*** Records for the task

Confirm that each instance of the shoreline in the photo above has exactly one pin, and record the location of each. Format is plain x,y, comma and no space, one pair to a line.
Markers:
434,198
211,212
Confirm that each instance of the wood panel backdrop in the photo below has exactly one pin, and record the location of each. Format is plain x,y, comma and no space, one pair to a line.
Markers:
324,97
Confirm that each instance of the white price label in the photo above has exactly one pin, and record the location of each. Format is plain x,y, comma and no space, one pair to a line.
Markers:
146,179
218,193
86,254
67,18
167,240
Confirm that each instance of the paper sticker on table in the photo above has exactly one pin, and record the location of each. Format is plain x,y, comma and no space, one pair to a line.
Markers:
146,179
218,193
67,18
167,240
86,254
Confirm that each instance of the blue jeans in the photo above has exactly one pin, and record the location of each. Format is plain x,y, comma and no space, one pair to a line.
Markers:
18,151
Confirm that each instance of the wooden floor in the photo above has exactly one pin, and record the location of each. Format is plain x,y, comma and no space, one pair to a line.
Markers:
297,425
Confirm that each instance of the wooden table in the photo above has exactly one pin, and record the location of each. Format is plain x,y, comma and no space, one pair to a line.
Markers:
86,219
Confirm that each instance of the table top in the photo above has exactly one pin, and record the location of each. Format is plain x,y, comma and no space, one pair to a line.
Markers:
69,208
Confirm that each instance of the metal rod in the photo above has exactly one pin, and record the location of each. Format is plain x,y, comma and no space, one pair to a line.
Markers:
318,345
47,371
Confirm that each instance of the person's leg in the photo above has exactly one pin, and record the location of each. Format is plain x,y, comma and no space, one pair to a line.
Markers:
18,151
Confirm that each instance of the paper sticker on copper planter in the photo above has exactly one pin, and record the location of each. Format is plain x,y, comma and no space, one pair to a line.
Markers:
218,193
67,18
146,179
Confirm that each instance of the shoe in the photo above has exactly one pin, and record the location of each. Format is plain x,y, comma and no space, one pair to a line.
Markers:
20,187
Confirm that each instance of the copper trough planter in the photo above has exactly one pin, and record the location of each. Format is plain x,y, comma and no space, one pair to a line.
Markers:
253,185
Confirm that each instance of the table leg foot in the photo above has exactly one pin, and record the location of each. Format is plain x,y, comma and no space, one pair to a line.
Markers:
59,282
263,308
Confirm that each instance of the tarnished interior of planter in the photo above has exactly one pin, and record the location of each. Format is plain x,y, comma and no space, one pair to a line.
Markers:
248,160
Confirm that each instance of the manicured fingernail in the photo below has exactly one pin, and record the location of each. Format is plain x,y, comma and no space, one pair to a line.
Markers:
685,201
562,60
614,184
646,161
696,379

******

§ **Problem to work on**: Every entry shown above is to be written out exactly.

§ **Solution to the exercise**:
Confirm that each instance of the shoreline in the photo above has exactly one pin, and record the location of each. Format is plain x,y, comma and no space, one pair to a line.
Markers:
434,198
211,212
Confirm that each instance of the wood panel backdrop in the photo below has exactly one pin, and record the location of each. Format is plain x,y, comma and no space, one pair to a line.
Markers:
324,97
Confirm that each instance of the white price label in the photo above has exactly one pin, and record the location of each. Format is plain x,y, comma and no space, one pair to a line.
Markers:
146,179
218,193
86,254
67,18
167,240
Confirm that each instance of the paper sticker on table in the photo above has exactly one pin, and record the location of each. Format is plain x,y, comma and no space, one pair to a line.
Markers:
146,179
218,193
67,18
167,240
86,254
Confirm that each instance of the blue jeans in the photo above has exactly one pin, and record the location of each. Format is plain x,y, comma and no space, one pair to a line.
Markers:
18,151
Confirm that each instance of the wooden floor in the photo above has exactly one pin, and record the location of each. Format is plain x,y, comma and no space, one pair to a line.
Markers:
297,425
Confirm that each instance of the wooden table in the photo above has exactly one pin, and record the location of each. Format is plain x,y, comma and no space, one pair to a line.
Markers:
86,219
Confirm that each instance of the table top in the photo above has exactly one pin, and record the location of each. Format is plain x,y, comma and no space, one pair to a line.
Markers:
69,208
Confirm that each instance of the metal rod in the photo above has exactly one pin, and record the location of each. Format is plain x,y, comma and no space, one pair to a line.
Markers:
318,345
47,371
Confirm that each instance of the person's leg in the photo above has exactly one pin, and record the location of each. Format is plain x,y, comma and no space, one pair to a line.
Markers:
18,151
Confirm that each instance of the paper sticker on copper planter in the photo above has exactly one pin, and record the location of each. Format is plain x,y, comma and no space, one pair to a line.
Markers:
218,193
67,18
146,179
Confirm that each instance of the shoe in the photo above has exactly one pin, and record the location of each. Format is plain x,y, comma and no space, one pair to a line.
Markers:
20,187
Confirm that each instance of the copper trough planter in the photo above has exactly one pin, and record the location of each. Format is plain x,y, comma and no space, one pair to a line.
Markers:
253,185
Confirm that each instance of the table leg foot in the photo above has exactly one pin, and record the location of each. Format is plain x,y, comma and no space, one pair to a line.
Markers:
59,282
263,308
Confirm that each instance of the tarnished interior of planter in the photo above has exactly one pin, and record the location of each. Format is plain x,y, comma and no space, one pair to a line.
Markers:
248,160
Confirm that each instance of the manicured fingernail in the photo below has exactly one pin, and record the location of each. Format is plain x,y, comma and no space, one pair to a line.
Markers:
685,201
562,60
614,184
646,161
696,379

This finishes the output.